## GIVEN INSTRUCTION
Write out again only the lines running from the one that contains "Request = locate the distant tree" to the end of the records below, including both the first and the last.

— BEGIN —

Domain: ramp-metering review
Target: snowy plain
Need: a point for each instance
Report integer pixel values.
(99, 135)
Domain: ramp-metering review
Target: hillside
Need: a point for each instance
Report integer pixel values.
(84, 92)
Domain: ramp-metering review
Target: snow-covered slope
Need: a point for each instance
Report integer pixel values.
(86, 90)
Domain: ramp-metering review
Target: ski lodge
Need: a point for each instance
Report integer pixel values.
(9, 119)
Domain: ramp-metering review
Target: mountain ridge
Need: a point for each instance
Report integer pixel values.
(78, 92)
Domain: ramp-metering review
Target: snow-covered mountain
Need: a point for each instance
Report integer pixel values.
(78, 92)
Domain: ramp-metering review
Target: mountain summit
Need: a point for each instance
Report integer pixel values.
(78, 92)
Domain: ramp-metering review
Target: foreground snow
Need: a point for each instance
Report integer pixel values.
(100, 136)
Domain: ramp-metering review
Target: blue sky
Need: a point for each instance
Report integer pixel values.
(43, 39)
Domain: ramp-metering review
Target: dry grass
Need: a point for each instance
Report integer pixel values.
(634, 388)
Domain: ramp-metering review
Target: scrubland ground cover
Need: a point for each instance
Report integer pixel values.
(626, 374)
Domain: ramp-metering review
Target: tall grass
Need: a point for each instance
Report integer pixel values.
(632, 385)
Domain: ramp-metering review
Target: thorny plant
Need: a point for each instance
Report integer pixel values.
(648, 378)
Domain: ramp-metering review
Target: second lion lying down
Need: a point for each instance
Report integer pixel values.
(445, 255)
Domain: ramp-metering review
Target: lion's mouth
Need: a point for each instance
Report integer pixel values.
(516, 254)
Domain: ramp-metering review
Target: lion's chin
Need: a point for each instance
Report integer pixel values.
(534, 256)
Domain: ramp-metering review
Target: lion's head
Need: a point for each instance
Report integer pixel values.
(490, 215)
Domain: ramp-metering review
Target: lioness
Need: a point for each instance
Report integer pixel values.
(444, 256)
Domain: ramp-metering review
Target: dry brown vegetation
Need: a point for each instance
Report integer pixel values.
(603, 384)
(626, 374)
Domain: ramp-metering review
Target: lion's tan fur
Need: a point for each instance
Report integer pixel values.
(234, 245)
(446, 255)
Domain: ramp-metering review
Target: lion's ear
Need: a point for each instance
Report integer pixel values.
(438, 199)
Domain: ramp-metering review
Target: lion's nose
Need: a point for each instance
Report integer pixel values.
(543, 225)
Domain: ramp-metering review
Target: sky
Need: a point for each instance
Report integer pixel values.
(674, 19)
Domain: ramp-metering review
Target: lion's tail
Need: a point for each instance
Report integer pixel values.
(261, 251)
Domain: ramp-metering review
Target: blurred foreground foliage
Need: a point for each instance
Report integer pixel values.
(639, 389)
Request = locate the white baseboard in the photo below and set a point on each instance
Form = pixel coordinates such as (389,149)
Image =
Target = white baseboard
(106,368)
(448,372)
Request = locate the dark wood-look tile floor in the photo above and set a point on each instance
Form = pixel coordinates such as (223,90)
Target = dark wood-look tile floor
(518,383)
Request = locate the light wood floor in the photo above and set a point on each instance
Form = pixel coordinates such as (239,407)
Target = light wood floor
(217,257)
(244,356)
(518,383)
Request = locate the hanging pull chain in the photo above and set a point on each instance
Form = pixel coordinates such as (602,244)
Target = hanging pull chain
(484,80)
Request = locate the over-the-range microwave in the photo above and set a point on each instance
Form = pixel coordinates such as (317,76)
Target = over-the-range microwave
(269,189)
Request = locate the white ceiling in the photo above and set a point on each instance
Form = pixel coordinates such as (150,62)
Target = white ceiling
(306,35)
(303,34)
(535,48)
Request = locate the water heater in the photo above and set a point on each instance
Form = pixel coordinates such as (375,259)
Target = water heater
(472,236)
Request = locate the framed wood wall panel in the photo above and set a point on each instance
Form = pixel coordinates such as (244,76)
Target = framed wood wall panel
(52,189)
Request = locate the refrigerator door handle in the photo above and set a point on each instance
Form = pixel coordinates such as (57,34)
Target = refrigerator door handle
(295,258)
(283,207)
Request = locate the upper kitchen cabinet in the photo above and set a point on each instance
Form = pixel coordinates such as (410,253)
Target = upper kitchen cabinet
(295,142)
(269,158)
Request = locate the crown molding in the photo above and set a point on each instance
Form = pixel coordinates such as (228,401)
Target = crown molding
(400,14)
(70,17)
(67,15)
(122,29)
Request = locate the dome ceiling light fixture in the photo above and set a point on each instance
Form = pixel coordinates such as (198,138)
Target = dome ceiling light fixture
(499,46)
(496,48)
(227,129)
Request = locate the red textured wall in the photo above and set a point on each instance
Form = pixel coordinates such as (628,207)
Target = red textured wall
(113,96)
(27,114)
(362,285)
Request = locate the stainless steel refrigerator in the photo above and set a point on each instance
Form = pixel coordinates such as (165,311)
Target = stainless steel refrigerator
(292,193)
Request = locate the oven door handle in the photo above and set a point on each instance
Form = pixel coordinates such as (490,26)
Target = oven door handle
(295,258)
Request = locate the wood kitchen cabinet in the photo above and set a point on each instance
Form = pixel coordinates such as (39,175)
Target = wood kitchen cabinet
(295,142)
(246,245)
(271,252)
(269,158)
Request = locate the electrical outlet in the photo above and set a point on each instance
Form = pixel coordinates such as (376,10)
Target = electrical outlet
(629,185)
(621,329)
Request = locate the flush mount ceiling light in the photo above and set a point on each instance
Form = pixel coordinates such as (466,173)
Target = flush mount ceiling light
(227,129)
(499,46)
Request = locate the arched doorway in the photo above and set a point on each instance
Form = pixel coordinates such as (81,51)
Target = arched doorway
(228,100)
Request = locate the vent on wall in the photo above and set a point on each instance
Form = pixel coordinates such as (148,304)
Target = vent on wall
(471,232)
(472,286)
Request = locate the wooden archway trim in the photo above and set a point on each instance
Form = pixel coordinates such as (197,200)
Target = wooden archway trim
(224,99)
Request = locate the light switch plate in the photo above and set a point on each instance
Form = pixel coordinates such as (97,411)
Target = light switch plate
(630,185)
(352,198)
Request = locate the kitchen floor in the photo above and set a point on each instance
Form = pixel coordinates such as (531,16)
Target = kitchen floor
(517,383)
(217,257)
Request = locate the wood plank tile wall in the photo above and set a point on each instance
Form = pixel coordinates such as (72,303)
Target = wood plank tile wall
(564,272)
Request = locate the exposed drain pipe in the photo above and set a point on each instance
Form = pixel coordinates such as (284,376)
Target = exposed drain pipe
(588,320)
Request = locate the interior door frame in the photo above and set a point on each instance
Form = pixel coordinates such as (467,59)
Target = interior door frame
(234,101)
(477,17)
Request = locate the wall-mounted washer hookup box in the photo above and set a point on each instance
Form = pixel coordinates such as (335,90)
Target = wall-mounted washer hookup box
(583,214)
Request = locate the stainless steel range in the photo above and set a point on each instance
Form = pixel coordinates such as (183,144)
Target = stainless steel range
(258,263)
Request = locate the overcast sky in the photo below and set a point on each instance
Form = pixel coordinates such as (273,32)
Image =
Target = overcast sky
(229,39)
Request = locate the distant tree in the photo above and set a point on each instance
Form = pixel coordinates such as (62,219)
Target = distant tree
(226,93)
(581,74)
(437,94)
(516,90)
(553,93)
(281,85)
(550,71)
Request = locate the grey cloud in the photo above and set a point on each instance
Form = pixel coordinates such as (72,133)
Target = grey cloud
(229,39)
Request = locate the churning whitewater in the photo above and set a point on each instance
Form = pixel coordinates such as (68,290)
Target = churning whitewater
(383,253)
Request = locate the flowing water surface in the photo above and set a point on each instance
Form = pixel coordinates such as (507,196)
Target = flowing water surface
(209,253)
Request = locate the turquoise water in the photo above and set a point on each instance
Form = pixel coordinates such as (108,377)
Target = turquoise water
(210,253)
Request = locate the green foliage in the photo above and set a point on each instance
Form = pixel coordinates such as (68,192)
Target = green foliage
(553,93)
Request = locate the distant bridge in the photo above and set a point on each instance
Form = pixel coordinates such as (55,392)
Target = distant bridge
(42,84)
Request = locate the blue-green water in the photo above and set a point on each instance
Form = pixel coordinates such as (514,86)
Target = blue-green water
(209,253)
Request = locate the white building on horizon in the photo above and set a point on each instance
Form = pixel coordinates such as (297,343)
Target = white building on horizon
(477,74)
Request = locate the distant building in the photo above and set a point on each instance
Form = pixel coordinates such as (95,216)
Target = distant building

— END —

## RESULT FOR THIS TASK
Request = locate the distant tree in the photo above and set a point on each instance
Form = pixel coordinates such as (62,219)
Target = distant tree
(226,93)
(581,74)
(437,94)
(516,90)
(553,93)
(281,85)
(550,71)
Request = locate the grey cloud in the photo above and set a point on each instance
Form = pixel coordinates such as (72,133)
Target = grey cloud
(229,39)
Request = locate the churning whitewater in the photo above and set a point on each instance
Form = pixel coordinates such as (68,290)
Target = churning whitewater
(383,253)
Request = locate the flowing water surface in the photo above and set a point on each instance
Form = pixel coordinates such as (507,196)
Target = flowing water surface
(209,253)
Request = locate the turquoise water in the photo above and set a point on each instance
Form = pixel coordinates such as (108,377)
Target = turquoise water
(210,253)
Request = locate the green foliage in the photo above and set a point on each instance
Form = pixel coordinates such as (68,192)
Target = green foliage
(553,93)
Request = locate the distant bridge in the photo above and set a point on each instance
Form = pixel coordinates such as (55,392)
Target = distant bridge
(42,84)
Request = locate the blue-green water in the photo above and set a point on each instance
Form = pixel coordinates such as (514,86)
Target = blue-green water
(209,253)
Request = locate the white building on horizon in the photo above and set a point on each instance
Form = pixel coordinates such as (297,343)
Target = white building on horizon
(477,74)
Request = locate the distant building in the photo above and set a point on each instance
Form = pixel coordinates such as (95,216)
Target = distant building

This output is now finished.